> Instructions for the task
Collect every line in the records below that contains the word "gold".

--- Start of Records supplied ---

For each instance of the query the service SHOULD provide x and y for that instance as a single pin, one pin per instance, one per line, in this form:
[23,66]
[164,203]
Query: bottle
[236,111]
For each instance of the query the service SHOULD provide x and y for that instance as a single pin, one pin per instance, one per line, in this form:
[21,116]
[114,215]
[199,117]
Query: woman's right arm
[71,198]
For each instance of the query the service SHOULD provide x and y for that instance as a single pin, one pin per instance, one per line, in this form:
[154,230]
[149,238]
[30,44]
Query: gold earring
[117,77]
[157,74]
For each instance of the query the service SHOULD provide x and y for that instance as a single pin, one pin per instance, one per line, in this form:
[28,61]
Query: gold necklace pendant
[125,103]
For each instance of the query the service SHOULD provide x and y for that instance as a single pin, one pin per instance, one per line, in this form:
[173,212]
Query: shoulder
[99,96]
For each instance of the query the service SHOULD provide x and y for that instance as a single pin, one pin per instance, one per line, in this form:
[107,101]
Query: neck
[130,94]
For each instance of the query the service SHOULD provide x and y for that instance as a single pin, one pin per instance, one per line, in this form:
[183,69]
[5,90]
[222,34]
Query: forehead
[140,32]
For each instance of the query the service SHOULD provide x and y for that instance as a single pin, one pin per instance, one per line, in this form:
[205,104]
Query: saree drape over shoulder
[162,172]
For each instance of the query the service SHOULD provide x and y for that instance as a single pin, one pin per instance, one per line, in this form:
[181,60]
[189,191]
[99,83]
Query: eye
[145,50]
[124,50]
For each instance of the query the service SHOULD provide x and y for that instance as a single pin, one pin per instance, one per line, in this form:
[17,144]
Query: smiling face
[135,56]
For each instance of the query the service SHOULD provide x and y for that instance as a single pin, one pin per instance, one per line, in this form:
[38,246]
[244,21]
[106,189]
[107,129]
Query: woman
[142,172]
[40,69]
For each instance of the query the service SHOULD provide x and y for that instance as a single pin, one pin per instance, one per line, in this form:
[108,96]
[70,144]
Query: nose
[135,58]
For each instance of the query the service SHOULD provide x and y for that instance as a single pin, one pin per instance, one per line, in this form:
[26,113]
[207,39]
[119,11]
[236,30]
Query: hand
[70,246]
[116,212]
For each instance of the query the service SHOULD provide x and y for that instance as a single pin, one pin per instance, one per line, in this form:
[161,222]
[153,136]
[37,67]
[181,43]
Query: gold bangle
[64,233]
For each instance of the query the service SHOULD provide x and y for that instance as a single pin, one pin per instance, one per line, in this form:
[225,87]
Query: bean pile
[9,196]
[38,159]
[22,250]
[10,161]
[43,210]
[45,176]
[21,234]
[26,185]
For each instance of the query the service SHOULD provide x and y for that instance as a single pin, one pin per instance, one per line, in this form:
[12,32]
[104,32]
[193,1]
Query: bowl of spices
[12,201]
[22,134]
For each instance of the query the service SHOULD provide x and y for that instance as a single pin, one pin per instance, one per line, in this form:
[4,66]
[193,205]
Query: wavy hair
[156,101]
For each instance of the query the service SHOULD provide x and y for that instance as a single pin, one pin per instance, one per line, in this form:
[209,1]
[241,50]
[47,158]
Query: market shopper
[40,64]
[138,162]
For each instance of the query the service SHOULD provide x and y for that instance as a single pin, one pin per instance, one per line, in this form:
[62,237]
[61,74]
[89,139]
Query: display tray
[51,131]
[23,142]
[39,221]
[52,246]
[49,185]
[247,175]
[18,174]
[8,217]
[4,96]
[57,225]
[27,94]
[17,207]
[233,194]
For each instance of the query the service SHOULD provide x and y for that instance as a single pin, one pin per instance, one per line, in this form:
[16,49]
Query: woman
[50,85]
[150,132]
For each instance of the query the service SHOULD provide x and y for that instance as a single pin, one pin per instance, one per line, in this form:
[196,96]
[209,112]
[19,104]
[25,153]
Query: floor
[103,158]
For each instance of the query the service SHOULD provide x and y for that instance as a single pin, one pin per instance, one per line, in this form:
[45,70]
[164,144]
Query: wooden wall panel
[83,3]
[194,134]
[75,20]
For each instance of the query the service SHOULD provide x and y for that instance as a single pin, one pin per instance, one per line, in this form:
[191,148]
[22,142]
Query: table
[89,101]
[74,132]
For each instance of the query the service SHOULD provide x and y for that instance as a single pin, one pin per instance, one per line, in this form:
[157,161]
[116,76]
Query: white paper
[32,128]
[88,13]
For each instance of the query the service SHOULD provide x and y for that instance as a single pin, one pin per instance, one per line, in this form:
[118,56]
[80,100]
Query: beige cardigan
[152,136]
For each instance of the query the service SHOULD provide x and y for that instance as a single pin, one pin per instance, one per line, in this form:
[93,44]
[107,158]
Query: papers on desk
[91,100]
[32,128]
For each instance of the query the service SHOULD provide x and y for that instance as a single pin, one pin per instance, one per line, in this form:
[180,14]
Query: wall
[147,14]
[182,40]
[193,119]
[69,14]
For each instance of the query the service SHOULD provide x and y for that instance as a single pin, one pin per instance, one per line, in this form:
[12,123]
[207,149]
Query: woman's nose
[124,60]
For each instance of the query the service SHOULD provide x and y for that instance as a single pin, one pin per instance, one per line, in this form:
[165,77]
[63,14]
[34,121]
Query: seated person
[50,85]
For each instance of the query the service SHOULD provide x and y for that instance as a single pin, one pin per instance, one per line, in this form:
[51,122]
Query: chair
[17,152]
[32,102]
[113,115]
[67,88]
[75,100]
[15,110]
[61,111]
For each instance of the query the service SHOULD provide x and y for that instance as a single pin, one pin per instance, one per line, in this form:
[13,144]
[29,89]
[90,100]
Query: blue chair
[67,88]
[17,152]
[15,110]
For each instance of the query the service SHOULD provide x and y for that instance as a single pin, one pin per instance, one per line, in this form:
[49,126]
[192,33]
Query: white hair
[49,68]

--- End of Records supplied ---

> Exercise solution
Query: gold earring
Query: gold necklace pendant
Query: gold bangle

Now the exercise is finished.